## YOUR TASK
Take the line that contains "grille in this photo." as the first and the last line of the material as the final one; set down exactly the lines in that span.

## INPUT MATERIAL

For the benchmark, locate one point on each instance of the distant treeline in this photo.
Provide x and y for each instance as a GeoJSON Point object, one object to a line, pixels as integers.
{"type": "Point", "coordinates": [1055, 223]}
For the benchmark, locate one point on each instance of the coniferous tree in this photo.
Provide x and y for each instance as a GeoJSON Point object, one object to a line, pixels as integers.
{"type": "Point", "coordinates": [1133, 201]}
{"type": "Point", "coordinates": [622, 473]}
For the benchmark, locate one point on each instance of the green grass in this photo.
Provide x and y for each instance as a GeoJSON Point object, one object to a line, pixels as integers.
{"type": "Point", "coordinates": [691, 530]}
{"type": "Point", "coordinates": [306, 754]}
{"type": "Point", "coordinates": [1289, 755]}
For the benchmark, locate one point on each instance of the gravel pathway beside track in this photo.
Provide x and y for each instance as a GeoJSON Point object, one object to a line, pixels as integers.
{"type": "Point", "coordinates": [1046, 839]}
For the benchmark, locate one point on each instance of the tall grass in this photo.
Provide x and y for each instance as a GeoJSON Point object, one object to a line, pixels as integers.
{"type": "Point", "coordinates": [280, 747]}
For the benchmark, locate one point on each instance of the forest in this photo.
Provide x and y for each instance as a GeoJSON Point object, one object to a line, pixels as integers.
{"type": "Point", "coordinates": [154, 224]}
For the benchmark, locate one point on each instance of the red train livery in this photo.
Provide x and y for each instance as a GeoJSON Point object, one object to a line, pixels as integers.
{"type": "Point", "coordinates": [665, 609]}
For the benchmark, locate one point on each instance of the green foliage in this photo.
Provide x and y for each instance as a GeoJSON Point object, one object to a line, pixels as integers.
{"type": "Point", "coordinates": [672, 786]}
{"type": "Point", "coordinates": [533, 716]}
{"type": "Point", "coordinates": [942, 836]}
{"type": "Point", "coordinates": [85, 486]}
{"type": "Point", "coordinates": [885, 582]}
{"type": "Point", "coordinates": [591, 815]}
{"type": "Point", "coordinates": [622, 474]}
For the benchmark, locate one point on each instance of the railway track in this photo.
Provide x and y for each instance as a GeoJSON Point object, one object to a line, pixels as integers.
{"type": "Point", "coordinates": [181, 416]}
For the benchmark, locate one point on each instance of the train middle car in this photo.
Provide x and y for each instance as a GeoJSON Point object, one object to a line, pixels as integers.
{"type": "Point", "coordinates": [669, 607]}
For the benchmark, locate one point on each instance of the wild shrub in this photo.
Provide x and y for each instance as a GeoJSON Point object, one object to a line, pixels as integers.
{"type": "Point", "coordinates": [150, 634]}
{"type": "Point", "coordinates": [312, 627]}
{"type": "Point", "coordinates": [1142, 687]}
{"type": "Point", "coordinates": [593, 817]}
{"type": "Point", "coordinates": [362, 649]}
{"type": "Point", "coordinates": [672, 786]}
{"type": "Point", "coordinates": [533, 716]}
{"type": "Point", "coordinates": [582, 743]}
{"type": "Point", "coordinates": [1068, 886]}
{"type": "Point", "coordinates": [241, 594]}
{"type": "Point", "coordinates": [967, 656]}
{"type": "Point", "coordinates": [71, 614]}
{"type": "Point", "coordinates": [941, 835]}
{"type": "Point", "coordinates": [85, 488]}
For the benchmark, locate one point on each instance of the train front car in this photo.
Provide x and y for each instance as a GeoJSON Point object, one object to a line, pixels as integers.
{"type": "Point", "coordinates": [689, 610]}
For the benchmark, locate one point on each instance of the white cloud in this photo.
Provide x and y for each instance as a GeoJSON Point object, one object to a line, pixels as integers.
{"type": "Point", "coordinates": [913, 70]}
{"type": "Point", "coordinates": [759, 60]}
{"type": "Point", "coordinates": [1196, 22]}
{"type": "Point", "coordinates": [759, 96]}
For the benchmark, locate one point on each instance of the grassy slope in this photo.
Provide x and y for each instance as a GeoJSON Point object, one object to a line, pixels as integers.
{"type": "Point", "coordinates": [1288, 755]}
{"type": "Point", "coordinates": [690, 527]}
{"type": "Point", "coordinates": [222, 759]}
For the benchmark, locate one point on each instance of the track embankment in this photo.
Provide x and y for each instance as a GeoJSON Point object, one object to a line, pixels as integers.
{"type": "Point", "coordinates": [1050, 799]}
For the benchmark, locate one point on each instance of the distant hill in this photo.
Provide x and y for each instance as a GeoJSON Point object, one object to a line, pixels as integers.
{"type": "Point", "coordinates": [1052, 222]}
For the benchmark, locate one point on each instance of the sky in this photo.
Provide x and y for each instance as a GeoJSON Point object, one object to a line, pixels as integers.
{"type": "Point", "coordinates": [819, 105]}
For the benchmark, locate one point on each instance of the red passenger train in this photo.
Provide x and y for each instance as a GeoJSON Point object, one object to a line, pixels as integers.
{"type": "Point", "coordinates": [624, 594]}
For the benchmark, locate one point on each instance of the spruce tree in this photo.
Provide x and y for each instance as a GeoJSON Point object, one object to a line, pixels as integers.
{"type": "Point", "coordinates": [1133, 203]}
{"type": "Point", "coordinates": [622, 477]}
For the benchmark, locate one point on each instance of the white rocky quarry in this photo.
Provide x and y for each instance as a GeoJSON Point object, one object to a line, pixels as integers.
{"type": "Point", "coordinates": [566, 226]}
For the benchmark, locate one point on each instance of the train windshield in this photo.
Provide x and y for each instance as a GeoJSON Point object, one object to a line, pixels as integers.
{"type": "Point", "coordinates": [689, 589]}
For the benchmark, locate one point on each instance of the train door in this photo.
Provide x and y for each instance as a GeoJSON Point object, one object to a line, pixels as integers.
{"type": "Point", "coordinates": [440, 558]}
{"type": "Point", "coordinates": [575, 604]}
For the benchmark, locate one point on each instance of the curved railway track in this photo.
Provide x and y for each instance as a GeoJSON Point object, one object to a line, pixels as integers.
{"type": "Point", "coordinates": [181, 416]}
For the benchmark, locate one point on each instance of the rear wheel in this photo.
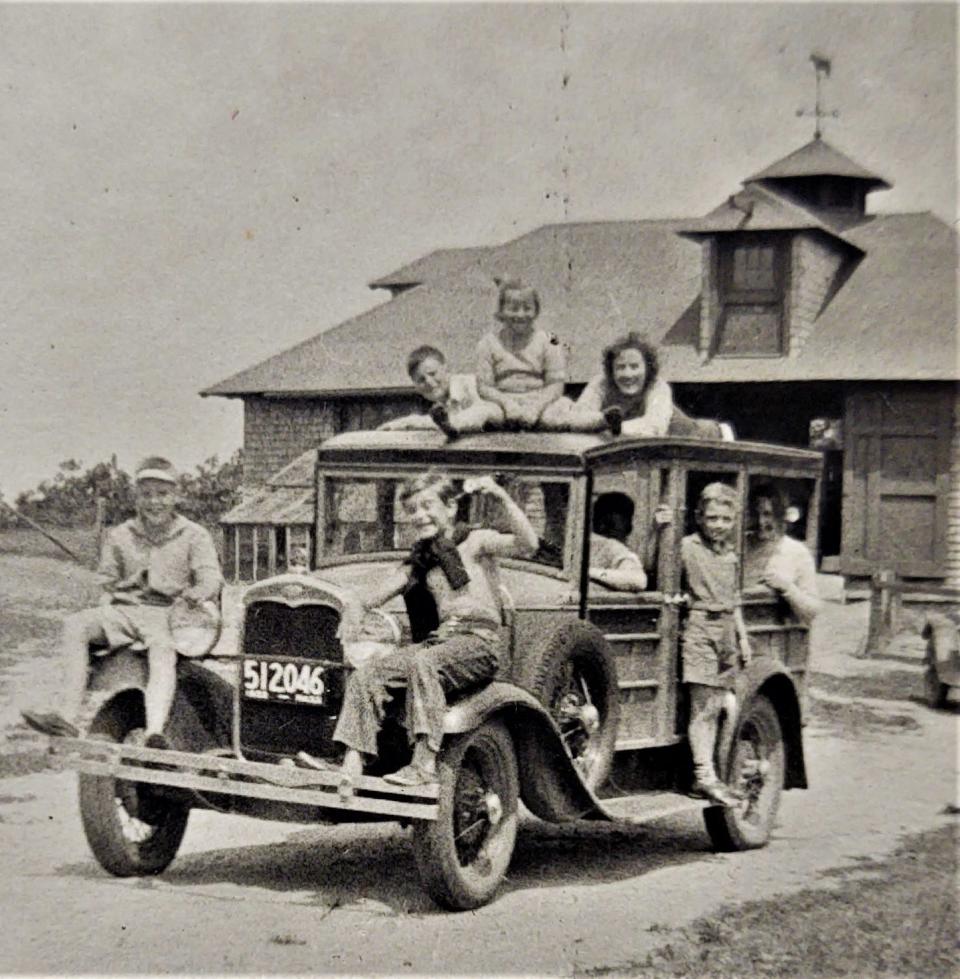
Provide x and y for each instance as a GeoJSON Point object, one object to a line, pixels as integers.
{"type": "Point", "coordinates": [756, 770]}
{"type": "Point", "coordinates": [131, 828]}
{"type": "Point", "coordinates": [463, 855]}
{"type": "Point", "coordinates": [576, 680]}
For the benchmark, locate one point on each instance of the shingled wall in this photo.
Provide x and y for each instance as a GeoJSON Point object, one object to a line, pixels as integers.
{"type": "Point", "coordinates": [277, 430]}
{"type": "Point", "coordinates": [814, 265]}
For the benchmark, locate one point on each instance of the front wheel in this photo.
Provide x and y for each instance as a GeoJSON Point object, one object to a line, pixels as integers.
{"type": "Point", "coordinates": [576, 680]}
{"type": "Point", "coordinates": [756, 769]}
{"type": "Point", "coordinates": [463, 855]}
{"type": "Point", "coordinates": [131, 829]}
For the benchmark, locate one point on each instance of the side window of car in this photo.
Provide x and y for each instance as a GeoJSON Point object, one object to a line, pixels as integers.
{"type": "Point", "coordinates": [622, 508]}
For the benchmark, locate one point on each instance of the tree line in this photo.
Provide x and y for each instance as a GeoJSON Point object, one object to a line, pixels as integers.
{"type": "Point", "coordinates": [69, 499]}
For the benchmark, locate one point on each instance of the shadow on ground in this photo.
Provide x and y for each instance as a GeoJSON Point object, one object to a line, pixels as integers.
{"type": "Point", "coordinates": [334, 868]}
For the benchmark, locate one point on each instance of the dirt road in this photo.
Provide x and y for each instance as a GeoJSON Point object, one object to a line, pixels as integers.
{"type": "Point", "coordinates": [247, 896]}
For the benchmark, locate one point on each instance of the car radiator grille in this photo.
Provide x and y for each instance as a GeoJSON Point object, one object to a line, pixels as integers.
{"type": "Point", "coordinates": [307, 632]}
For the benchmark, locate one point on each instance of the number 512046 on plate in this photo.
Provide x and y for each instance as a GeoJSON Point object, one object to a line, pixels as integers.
{"type": "Point", "coordinates": [301, 683]}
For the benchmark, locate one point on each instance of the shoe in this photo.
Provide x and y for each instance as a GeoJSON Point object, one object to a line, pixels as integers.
{"type": "Point", "coordinates": [614, 419]}
{"type": "Point", "coordinates": [411, 775]}
{"type": "Point", "coordinates": [320, 764]}
{"type": "Point", "coordinates": [715, 791]}
{"type": "Point", "coordinates": [50, 723]}
{"type": "Point", "coordinates": [441, 418]}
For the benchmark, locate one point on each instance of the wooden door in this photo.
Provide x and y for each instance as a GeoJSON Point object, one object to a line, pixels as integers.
{"type": "Point", "coordinates": [896, 481]}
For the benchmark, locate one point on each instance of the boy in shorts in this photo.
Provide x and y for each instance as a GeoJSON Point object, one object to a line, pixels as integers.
{"type": "Point", "coordinates": [147, 562]}
{"type": "Point", "coordinates": [714, 641]}
{"type": "Point", "coordinates": [520, 368]}
{"type": "Point", "coordinates": [455, 404]}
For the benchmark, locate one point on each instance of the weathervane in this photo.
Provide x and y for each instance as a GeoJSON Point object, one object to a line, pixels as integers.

## RESPONSE TO THIS EXERCISE
For the benchmark, locate one point on each instance of the car radiator grille in this photo.
Provide x and y for each instance as a GeoJSON Point object, one object to a line, pixels as integers.
{"type": "Point", "coordinates": [307, 632]}
For the benchmark, locate one point on each instance of the number 512046 on plate in this photo.
Provide x and y for each instance as a GeoJSON Point object, one object to a line, pixels as integers.
{"type": "Point", "coordinates": [301, 683]}
For the benchmark, locate one point on each instance of the shoe in this photo.
Provide x and y for each instance as a GeoJSON Point object, one object to a line, pixels as integers.
{"type": "Point", "coordinates": [614, 419]}
{"type": "Point", "coordinates": [411, 775]}
{"type": "Point", "coordinates": [320, 764]}
{"type": "Point", "coordinates": [715, 791]}
{"type": "Point", "coordinates": [50, 723]}
{"type": "Point", "coordinates": [441, 418]}
For the benchmark, locate one point on each instance of the wooden door in this photo.
Provide x and y for each instance as a GeoJSON Point object, one object to a line, pixels as integers.
{"type": "Point", "coordinates": [896, 481]}
For the benchmark, locate one point on each instance of the boy in shorts in this photo.
Provide x and y for each instance as a GeoJSON Point object, one object to a line, pixels as integers.
{"type": "Point", "coordinates": [147, 562]}
{"type": "Point", "coordinates": [714, 641]}
{"type": "Point", "coordinates": [520, 368]}
{"type": "Point", "coordinates": [455, 404]}
For the benchmark, locate one point on each instance of the weathervane in this photo.
Provide x and y for each instance as a GeoJSON Point object, one object to a line, pixels as integers.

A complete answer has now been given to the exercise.